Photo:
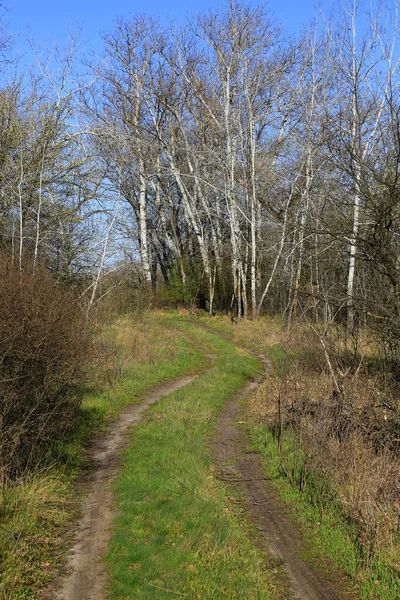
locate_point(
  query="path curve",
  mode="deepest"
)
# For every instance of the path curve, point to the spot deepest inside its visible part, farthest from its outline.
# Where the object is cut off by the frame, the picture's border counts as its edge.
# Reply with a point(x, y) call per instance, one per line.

● **What the task asks**
Return each line of the records above in which the word "deepest" occurs.

● **Output below**
  mode="deepest"
# For every instance of the path curve, point to the spot deepest inside its visible part, farthest from its outline.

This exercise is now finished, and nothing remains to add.